*Exercise:* What is needed is an exact copy of the entries below, from the line that contains "Target: pink hyacinth" through the final line, both included, and nothing else.

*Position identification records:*

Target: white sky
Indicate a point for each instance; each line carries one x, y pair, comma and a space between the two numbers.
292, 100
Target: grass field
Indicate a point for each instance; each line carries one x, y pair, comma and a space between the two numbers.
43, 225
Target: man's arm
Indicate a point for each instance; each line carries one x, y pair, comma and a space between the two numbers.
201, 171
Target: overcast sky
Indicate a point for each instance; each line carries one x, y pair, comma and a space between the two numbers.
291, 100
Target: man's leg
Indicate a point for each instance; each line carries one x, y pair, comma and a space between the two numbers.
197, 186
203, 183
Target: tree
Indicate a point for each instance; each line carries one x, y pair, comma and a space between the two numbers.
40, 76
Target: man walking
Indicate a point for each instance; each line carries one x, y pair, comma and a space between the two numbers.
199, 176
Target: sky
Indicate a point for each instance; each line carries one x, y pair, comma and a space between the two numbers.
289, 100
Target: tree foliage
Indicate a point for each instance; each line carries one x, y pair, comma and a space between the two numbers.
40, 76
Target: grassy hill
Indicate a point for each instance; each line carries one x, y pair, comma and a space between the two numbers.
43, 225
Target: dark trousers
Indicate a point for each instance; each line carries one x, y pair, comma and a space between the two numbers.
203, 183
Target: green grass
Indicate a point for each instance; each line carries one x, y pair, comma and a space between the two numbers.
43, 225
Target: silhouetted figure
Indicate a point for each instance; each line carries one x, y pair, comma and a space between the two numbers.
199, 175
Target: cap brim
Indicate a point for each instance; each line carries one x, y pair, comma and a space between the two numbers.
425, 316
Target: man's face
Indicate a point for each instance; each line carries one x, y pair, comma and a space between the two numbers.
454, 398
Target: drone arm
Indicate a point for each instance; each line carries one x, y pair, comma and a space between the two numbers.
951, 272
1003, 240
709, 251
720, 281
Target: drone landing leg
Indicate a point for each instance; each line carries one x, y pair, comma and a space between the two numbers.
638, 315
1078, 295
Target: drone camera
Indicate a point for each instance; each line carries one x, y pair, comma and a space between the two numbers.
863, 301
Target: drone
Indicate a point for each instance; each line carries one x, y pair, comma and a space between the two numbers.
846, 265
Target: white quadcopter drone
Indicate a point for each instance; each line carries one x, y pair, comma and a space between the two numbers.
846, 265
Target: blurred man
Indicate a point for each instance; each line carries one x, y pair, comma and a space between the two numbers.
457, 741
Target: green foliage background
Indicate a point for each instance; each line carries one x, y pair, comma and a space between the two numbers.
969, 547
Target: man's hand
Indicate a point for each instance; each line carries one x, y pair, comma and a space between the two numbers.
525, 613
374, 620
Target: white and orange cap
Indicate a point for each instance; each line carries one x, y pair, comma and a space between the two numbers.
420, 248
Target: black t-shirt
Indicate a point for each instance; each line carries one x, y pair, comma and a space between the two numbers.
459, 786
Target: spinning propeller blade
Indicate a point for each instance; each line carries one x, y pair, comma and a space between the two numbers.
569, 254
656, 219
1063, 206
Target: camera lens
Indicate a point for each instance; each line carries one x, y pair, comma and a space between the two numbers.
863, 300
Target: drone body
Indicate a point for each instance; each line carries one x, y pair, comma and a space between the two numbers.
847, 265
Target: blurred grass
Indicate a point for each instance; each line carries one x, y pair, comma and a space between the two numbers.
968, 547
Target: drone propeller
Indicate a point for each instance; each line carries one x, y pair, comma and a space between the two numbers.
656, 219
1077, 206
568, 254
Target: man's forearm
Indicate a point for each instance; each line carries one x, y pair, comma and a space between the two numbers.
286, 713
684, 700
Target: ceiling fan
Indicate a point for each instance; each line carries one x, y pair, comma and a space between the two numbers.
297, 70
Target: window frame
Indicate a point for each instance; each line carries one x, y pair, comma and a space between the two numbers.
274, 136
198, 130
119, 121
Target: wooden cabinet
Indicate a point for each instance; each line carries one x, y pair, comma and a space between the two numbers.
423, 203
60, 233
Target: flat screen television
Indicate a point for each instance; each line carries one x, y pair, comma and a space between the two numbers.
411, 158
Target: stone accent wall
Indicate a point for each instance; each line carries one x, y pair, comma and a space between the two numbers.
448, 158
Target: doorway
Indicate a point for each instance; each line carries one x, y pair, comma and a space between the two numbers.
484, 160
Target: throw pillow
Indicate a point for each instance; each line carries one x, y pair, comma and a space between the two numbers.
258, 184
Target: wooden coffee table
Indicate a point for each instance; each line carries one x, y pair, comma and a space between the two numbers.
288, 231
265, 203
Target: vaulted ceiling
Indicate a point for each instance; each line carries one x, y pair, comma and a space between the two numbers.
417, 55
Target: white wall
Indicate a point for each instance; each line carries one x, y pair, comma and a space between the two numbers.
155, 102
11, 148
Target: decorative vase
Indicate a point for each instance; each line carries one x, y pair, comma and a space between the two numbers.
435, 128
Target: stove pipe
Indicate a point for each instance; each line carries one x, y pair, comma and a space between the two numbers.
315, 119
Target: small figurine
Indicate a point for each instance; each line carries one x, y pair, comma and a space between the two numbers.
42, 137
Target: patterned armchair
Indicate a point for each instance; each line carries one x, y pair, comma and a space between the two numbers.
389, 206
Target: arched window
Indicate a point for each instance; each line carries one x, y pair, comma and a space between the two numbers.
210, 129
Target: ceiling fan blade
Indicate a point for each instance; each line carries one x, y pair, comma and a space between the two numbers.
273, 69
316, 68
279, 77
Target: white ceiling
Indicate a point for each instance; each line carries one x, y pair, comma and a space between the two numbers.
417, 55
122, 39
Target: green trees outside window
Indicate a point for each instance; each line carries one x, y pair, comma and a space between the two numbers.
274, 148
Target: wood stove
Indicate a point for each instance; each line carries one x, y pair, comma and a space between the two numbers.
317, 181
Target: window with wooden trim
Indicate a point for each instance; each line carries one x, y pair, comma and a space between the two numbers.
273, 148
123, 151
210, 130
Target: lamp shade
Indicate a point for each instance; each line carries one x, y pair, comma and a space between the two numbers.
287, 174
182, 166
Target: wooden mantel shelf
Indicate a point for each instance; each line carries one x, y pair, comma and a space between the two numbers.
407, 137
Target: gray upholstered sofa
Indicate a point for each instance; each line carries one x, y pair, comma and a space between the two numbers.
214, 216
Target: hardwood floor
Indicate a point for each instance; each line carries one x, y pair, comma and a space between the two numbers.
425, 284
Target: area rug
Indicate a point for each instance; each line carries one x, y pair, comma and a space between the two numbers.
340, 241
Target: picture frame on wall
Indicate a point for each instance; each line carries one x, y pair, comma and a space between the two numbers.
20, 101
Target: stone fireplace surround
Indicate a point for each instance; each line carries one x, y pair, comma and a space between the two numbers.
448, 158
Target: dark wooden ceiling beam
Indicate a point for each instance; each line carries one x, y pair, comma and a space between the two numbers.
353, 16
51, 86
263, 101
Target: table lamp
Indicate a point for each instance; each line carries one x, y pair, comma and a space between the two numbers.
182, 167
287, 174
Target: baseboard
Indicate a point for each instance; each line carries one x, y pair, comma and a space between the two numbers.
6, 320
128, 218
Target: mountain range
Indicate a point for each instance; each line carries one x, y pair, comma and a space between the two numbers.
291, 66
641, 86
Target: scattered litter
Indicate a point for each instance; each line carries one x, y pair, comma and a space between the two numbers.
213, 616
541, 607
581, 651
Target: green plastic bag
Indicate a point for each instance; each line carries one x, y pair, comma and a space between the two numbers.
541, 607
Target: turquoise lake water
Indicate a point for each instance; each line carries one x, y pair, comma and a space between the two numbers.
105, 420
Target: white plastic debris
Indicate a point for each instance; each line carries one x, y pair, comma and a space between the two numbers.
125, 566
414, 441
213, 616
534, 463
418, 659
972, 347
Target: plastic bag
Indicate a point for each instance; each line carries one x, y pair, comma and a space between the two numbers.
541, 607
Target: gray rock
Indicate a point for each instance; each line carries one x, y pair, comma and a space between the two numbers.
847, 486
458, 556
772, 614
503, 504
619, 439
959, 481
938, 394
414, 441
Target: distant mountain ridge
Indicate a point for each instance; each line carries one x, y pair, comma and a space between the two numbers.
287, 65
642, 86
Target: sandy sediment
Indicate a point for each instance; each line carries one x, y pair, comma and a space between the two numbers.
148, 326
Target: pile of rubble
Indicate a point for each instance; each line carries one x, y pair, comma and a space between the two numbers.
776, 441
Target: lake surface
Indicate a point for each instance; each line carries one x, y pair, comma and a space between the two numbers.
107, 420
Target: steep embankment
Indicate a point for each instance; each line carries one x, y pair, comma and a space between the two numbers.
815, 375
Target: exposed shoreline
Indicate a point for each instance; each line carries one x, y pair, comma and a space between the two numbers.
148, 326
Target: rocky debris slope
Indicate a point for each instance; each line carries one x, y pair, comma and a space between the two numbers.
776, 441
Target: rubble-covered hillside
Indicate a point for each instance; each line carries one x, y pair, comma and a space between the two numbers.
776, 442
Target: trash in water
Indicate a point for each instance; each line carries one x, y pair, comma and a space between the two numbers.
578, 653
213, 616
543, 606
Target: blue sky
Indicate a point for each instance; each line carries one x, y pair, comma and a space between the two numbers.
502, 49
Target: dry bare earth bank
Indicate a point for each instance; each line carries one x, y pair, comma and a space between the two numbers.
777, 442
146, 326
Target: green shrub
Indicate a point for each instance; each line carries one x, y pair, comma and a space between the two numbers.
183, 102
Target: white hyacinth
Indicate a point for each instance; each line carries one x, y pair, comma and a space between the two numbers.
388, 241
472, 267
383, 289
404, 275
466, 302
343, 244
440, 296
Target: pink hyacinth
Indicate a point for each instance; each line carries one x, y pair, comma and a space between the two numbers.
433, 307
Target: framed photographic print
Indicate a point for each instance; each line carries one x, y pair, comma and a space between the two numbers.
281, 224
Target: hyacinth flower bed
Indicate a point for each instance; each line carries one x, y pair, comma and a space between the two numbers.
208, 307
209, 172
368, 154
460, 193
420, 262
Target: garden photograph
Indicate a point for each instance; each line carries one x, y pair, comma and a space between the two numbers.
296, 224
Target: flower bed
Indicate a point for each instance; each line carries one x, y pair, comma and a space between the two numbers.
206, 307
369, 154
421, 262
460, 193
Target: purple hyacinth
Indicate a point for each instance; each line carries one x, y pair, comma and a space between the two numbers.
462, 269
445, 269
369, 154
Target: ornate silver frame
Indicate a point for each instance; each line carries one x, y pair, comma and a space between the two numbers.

*The solution:*
Target: pink hyacinth
Indicate a point for each instance; each line carries one x, y pair, comma and a space between the two numbers.
433, 307
Target: framed photographic print
Indicate a point for each instance; each line carries one x, y pair, comma and a space between the two numbers.
281, 224
Target: hyacinth flower bed
Indicate a point for each instance; each line carries one x, y pair, comma and a space between the two numbers.
208, 307
209, 172
368, 154
460, 193
420, 262
Target: garden photograph
Indicate a point for each instance; each line carries one x, y pair, comma and a space between the two numbers.
296, 224
Target: flower bed
Indicate a point for each instance; each line carries one x, y pair, comma and a space between the two numbers.
206, 307
369, 154
421, 262
460, 193
Target: purple hyacinth
Indicate a point for each instance; each line carries one x, y pair, comma and a space between the two numbers.
462, 269
445, 269
369, 154
Target: ornate silver frame
Indicate a point for each instance; each line carries one x, y pair, comma and a space between the two numbers.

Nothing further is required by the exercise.